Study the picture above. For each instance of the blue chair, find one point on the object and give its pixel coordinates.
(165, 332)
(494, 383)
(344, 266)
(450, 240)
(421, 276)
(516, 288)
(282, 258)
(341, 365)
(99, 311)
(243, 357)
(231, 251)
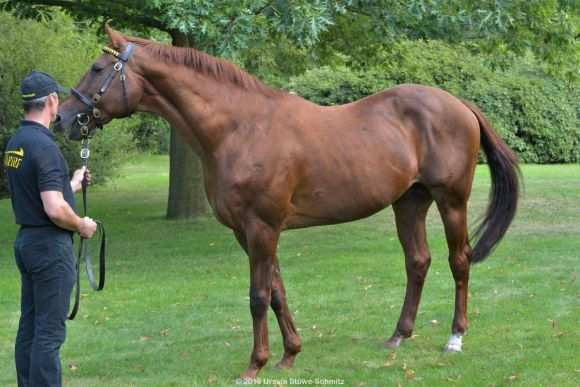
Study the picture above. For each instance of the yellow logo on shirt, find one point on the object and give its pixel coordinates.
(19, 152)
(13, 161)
--
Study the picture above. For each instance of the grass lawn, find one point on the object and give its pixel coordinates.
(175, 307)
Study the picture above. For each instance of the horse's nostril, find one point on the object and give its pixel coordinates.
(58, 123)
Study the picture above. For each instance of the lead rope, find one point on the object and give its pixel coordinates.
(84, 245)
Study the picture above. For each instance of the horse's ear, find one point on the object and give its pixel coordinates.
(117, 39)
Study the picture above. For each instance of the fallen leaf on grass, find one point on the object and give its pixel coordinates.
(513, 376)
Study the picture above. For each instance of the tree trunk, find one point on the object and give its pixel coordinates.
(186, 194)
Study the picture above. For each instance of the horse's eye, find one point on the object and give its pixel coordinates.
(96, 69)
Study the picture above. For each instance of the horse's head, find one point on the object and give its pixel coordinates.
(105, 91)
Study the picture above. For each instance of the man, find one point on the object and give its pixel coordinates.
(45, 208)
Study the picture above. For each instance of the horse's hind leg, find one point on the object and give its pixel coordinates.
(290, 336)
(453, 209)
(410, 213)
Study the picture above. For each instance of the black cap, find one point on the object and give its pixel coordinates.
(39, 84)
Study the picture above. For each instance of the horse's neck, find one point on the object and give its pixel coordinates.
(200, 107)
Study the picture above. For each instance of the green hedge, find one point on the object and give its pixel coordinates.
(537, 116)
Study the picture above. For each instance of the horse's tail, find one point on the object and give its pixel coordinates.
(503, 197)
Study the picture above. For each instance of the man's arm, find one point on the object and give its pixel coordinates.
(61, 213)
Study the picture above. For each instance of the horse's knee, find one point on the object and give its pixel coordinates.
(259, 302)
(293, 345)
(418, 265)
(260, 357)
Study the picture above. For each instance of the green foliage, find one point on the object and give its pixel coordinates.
==
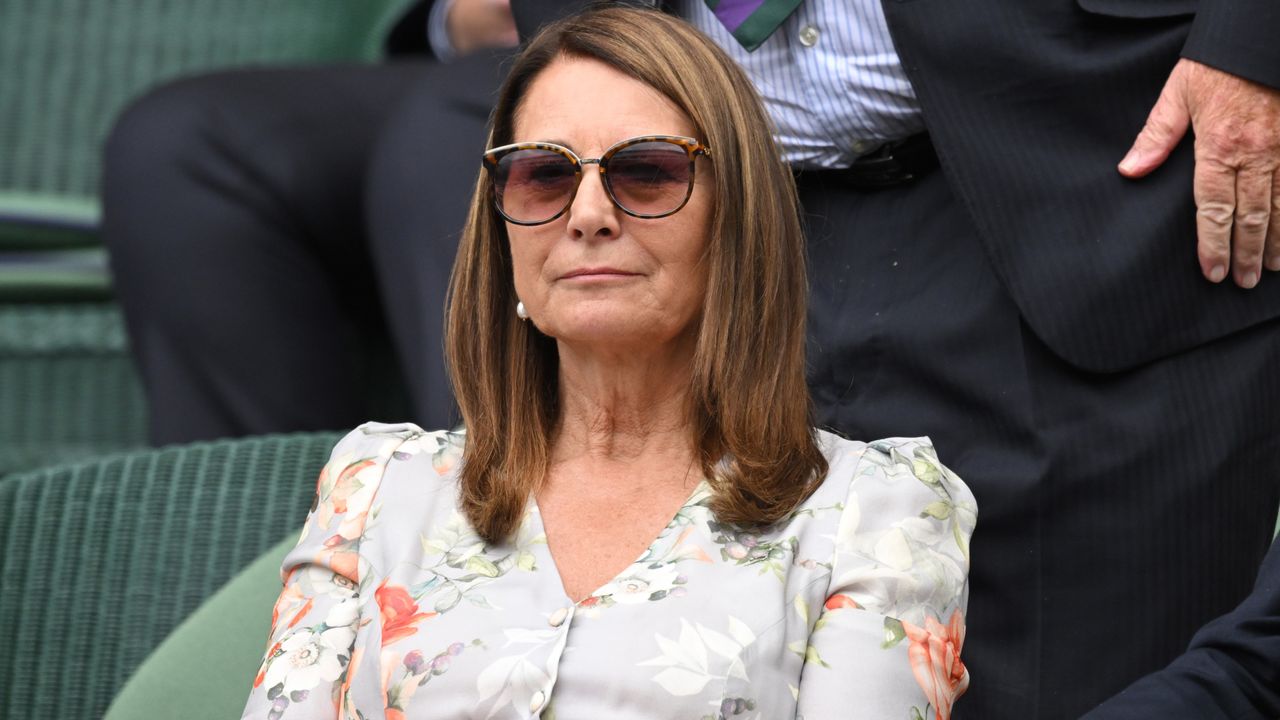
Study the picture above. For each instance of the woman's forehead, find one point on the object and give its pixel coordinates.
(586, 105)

:: PROBLEM DETAILS ::
List every line of the material that contains the word "grass", copying each line as it appears.

:: TASK SOLUTION ::
Study the picture above. For each instance of the grass lawn, find one point on the object and give its pixel coordinates.
Study the picture above. For each instance of the fallen leaf on grass, find one point on the object and give its pixel coordinates.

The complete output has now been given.